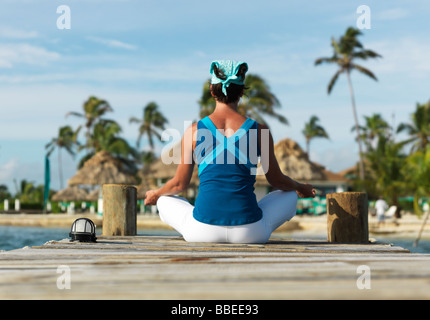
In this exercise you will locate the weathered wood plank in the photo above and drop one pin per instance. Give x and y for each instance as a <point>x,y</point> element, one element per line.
<point>150,267</point>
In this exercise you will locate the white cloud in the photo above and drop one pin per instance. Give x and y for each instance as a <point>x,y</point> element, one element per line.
<point>392,14</point>
<point>112,43</point>
<point>11,33</point>
<point>406,55</point>
<point>13,54</point>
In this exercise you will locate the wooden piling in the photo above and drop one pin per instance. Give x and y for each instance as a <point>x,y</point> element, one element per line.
<point>119,210</point>
<point>347,217</point>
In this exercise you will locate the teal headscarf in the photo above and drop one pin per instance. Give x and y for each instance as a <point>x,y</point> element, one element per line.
<point>230,69</point>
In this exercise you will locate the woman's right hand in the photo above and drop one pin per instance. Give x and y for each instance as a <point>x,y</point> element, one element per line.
<point>305,191</point>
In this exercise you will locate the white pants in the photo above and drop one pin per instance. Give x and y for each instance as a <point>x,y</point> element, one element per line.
<point>277,207</point>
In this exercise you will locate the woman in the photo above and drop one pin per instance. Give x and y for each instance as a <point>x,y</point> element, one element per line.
<point>226,209</point>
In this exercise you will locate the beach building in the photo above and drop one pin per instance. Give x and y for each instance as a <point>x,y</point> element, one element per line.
<point>293,161</point>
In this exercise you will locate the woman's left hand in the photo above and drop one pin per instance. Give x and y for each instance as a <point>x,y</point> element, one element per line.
<point>151,197</point>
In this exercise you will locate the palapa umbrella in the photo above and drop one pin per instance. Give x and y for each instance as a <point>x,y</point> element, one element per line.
<point>159,170</point>
<point>101,169</point>
<point>295,163</point>
<point>71,193</point>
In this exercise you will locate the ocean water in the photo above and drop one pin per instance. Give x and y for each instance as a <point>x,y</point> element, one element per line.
<point>12,237</point>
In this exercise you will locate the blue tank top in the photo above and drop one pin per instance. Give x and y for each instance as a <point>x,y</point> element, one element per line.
<point>227,174</point>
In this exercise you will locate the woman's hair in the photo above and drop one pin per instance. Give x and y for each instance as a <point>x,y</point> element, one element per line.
<point>234,91</point>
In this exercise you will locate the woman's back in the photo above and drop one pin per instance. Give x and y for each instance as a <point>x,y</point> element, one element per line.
<point>226,177</point>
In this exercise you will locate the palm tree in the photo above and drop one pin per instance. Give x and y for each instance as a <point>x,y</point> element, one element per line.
<point>67,139</point>
<point>94,109</point>
<point>386,163</point>
<point>105,137</point>
<point>346,50</point>
<point>374,128</point>
<point>257,101</point>
<point>313,130</point>
<point>152,121</point>
<point>419,128</point>
<point>417,171</point>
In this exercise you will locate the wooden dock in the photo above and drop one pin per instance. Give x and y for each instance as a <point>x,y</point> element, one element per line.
<point>158,268</point>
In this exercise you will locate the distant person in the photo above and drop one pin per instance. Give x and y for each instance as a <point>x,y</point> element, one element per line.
<point>381,206</point>
<point>226,209</point>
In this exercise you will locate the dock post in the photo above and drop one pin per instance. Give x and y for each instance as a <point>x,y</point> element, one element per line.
<point>347,217</point>
<point>119,210</point>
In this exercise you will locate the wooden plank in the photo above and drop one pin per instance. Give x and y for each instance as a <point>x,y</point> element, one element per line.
<point>150,267</point>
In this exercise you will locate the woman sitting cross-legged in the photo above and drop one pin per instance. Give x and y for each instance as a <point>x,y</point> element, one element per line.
<point>225,146</point>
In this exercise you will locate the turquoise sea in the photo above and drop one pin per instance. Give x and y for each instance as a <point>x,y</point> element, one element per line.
<point>12,237</point>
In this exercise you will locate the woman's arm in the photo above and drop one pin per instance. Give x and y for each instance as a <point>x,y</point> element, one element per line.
<point>183,174</point>
<point>274,174</point>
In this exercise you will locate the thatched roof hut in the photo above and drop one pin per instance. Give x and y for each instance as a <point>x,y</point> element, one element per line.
<point>93,195</point>
<point>159,172</point>
<point>293,161</point>
<point>71,193</point>
<point>101,169</point>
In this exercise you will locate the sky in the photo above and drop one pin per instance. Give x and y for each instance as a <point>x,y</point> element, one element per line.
<point>132,52</point>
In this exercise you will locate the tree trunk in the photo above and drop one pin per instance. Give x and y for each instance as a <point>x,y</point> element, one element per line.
<point>60,168</point>
<point>357,128</point>
<point>119,210</point>
<point>347,217</point>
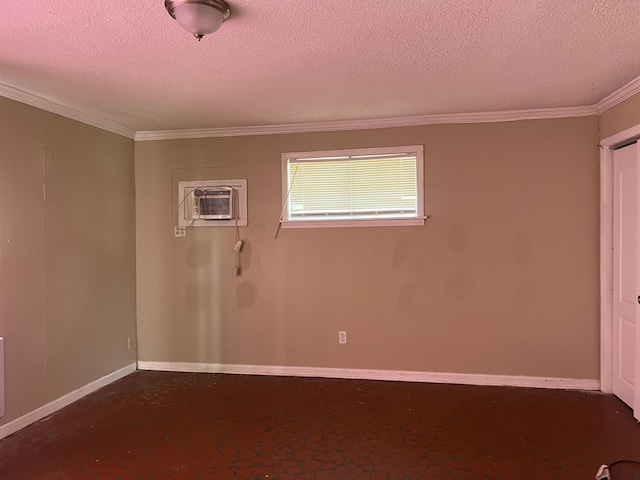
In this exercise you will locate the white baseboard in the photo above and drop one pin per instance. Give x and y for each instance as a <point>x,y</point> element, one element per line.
<point>392,375</point>
<point>52,407</point>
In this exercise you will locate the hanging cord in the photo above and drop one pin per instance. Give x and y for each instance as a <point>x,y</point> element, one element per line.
<point>286,201</point>
<point>237,268</point>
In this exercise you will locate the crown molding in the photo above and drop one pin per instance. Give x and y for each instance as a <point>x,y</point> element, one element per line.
<point>418,120</point>
<point>68,112</point>
<point>619,96</point>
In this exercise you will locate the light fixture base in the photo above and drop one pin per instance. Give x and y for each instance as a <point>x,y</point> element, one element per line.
<point>199,17</point>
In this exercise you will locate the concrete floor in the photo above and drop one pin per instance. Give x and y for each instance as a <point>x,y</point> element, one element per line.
<point>163,425</point>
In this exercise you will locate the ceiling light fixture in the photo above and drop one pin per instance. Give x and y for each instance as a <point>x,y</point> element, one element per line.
<point>199,17</point>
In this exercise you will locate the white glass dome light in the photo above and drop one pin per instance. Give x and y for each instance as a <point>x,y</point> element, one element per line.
<point>198,17</point>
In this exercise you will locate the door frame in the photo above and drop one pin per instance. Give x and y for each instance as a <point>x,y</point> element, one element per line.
<point>607,147</point>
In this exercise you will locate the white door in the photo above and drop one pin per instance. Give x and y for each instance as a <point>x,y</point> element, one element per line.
<point>625,274</point>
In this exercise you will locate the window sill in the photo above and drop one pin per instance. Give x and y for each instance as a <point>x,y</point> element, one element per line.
<point>387,222</point>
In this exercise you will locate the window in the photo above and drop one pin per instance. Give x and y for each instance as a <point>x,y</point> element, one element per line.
<point>368,187</point>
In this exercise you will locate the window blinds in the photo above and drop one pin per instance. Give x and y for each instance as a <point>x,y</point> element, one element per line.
<point>353,187</point>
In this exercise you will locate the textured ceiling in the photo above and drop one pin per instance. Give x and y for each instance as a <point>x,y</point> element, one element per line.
<point>300,61</point>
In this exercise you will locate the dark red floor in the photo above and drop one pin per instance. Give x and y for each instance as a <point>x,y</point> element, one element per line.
<point>160,425</point>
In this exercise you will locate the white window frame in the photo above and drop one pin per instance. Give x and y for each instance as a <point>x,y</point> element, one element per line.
<point>417,150</point>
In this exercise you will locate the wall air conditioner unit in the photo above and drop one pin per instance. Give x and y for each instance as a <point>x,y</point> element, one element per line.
<point>212,203</point>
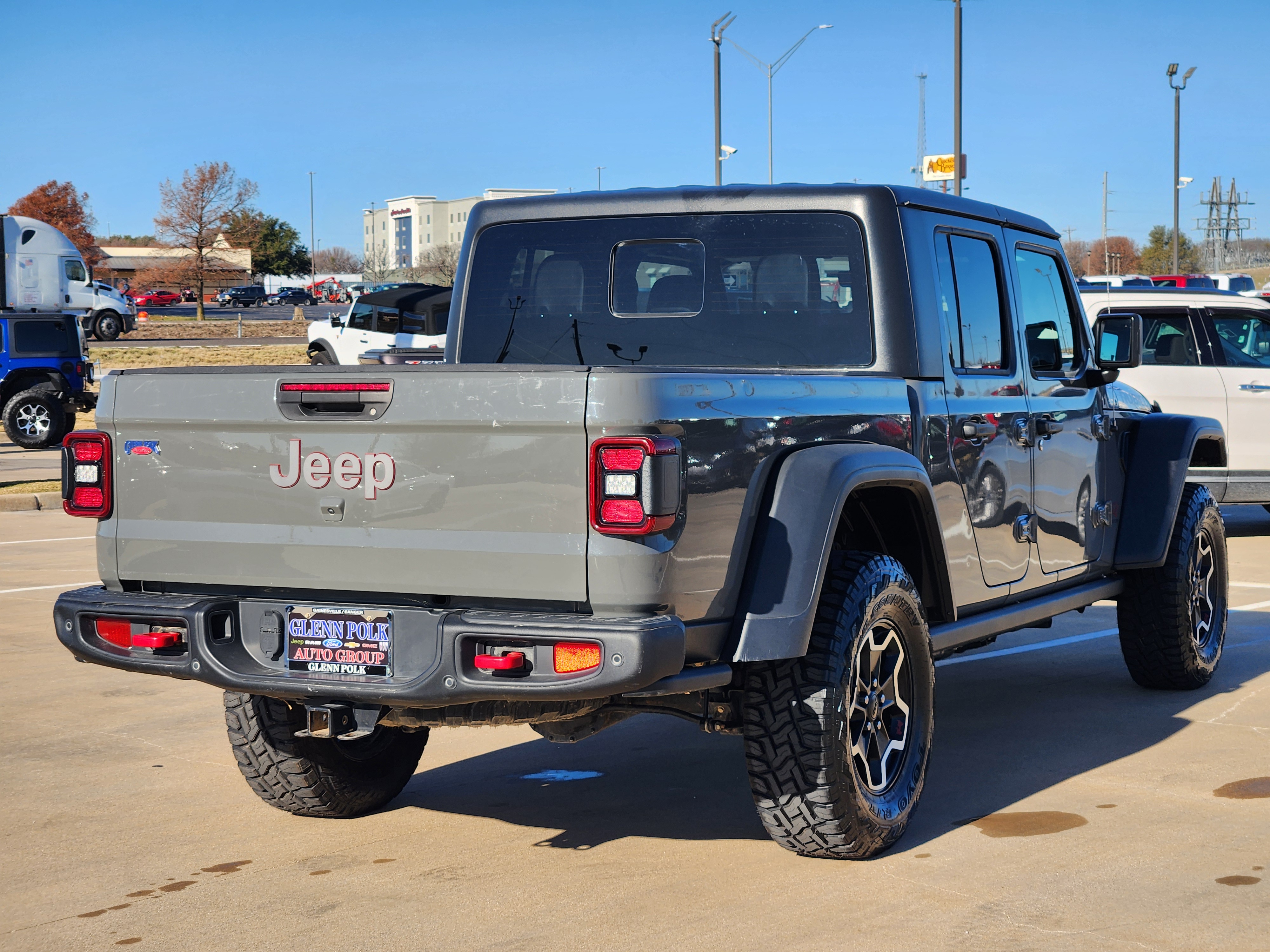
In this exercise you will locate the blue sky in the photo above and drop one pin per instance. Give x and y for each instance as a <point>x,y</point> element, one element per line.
<point>383,100</point>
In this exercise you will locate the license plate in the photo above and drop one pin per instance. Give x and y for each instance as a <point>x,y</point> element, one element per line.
<point>324,640</point>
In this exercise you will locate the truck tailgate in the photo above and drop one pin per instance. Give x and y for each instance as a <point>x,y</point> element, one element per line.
<point>488,496</point>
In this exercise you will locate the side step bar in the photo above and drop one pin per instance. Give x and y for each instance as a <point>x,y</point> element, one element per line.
<point>946,638</point>
<point>712,676</point>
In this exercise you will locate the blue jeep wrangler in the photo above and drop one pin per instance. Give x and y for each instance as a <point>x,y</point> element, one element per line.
<point>44,374</point>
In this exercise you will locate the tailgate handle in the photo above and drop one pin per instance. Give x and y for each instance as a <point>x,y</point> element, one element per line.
<point>342,400</point>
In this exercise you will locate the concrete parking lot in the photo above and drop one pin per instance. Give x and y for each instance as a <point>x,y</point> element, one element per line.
<point>1067,809</point>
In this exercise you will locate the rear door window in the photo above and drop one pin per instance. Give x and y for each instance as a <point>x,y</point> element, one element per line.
<point>1244,336</point>
<point>709,290</point>
<point>387,321</point>
<point>1055,343</point>
<point>43,337</point>
<point>971,301</point>
<point>1169,338</point>
<point>361,317</point>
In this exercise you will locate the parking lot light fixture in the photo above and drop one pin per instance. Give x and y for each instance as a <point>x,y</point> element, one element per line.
<point>772,69</point>
<point>1178,112</point>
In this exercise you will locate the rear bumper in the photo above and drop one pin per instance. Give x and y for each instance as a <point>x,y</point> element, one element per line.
<point>432,651</point>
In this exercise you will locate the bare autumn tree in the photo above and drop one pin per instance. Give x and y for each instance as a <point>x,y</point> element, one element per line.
<point>337,261</point>
<point>195,214</point>
<point>378,263</point>
<point>1128,262</point>
<point>58,204</point>
<point>439,265</point>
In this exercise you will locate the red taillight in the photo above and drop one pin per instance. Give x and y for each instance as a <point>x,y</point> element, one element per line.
<point>622,459</point>
<point>500,663</point>
<point>572,657</point>
<point>634,484</point>
<point>87,475</point>
<point>622,512</point>
<point>336,388</point>
<point>117,631</point>
<point>88,451</point>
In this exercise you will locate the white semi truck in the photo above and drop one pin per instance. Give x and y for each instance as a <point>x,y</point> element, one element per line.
<point>46,274</point>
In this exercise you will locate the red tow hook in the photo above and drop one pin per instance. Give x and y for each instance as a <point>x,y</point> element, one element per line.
<point>157,639</point>
<point>500,663</point>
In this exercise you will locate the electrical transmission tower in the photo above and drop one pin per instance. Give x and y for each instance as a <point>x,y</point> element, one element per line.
<point>1224,227</point>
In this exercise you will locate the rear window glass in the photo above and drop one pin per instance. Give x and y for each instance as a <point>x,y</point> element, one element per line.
<point>43,337</point>
<point>711,290</point>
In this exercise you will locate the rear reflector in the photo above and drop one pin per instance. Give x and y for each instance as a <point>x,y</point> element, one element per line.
<point>622,512</point>
<point>117,631</point>
<point>336,388</point>
<point>500,663</point>
<point>87,474</point>
<point>575,657</point>
<point>157,639</point>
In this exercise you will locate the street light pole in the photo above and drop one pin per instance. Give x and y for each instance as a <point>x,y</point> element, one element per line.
<point>1178,121</point>
<point>717,39</point>
<point>957,97</point>
<point>772,69</point>
<point>313,265</point>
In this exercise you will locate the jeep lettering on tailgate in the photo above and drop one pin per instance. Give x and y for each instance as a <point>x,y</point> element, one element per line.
<point>349,470</point>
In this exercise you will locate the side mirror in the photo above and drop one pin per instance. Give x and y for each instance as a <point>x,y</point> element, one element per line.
<point>1118,341</point>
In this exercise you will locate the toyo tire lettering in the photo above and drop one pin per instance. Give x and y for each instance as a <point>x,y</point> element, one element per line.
<point>371,472</point>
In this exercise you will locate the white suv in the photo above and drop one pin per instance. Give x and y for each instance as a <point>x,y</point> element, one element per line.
<point>410,317</point>
<point>1206,354</point>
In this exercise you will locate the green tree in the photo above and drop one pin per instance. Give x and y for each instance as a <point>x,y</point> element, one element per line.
<point>1158,257</point>
<point>275,244</point>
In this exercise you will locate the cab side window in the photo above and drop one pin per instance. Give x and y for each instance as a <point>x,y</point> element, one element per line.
<point>971,301</point>
<point>1053,340</point>
<point>1168,340</point>
<point>1245,336</point>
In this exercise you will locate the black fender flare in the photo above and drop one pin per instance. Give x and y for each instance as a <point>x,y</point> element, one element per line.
<point>796,534</point>
<point>1158,456</point>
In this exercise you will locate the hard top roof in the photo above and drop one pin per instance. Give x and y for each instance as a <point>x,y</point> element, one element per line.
<point>697,200</point>
<point>407,298</point>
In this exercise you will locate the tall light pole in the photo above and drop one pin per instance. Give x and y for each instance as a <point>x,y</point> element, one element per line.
<point>1178,120</point>
<point>313,255</point>
<point>772,69</point>
<point>957,98</point>
<point>717,39</point>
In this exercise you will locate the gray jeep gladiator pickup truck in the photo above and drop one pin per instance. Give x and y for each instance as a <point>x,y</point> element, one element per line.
<point>754,458</point>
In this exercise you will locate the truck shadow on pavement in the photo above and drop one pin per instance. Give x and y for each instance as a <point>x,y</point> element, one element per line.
<point>1006,729</point>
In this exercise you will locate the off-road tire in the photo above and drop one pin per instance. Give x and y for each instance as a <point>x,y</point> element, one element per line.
<point>312,777</point>
<point>35,420</point>
<point>798,719</point>
<point>1161,610</point>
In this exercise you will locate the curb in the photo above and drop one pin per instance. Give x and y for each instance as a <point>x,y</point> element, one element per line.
<point>29,502</point>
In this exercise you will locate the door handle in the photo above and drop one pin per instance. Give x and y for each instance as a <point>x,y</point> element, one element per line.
<point>979,431</point>
<point>1047,427</point>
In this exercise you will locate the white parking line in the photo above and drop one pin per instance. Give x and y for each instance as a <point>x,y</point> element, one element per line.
<point>37,588</point>
<point>73,539</point>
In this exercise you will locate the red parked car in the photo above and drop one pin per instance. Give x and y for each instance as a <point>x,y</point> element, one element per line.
<point>1183,281</point>
<point>157,299</point>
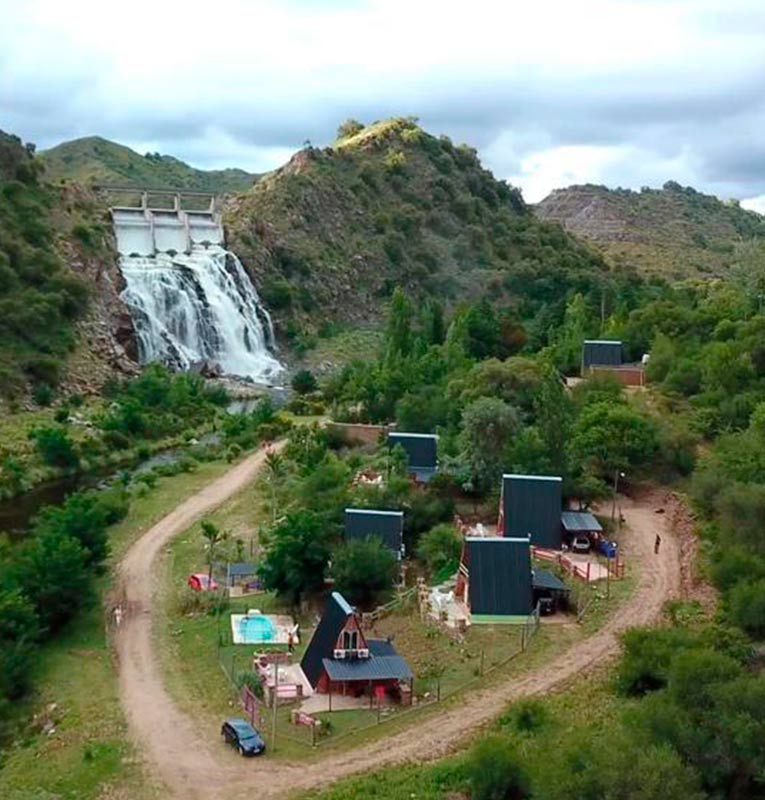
************
**WHAT TO WORK ON**
Please quote the records above exactly, beginning at the line that contains "In this exercise you will locate the gray" and ending at their last line. Leave the pictures out.

**WORKED SOLUTION**
In this exercise you will locate the gray jeep gladiator pickup truck in the photo above and drop one pin per instance. Give x and y for each instance as a <point>x,y</point> element, one element per line.
<point>754,458</point>
In this exercise you will locate the truck shadow on pavement in the photo above and drop one pin per instance. Give x and y for each instance as a <point>x,y</point> element, one element per line.
<point>1006,729</point>
In this exercise you will locate the off-road tire in the photo above and drop one pin per instance. Give x and y for each instance as a <point>x,y</point> element, one element per line.
<point>312,777</point>
<point>35,420</point>
<point>798,719</point>
<point>1161,610</point>
In this exercise you will locate the curb in the photo above and drop one pin per instance. Give x and y for each instance as a <point>x,y</point> element, one element per line.
<point>29,502</point>
In this exercise you will locate the door handle in the photo above and drop one pin per instance. Give x and y for each instance as a <point>x,y</point> element, one element per line.
<point>979,431</point>
<point>1047,427</point>
In this exercise you will locate the white parking line in the photo above and drop one pin per instance. Give x and y for each instance as a <point>x,y</point> element, one element per line.
<point>37,588</point>
<point>73,539</point>
In this exercise you will locate the red parked car in the photo above and drop one pin per instance. Give x and y for each instance as a <point>x,y</point> element, one element per line.
<point>1183,281</point>
<point>157,299</point>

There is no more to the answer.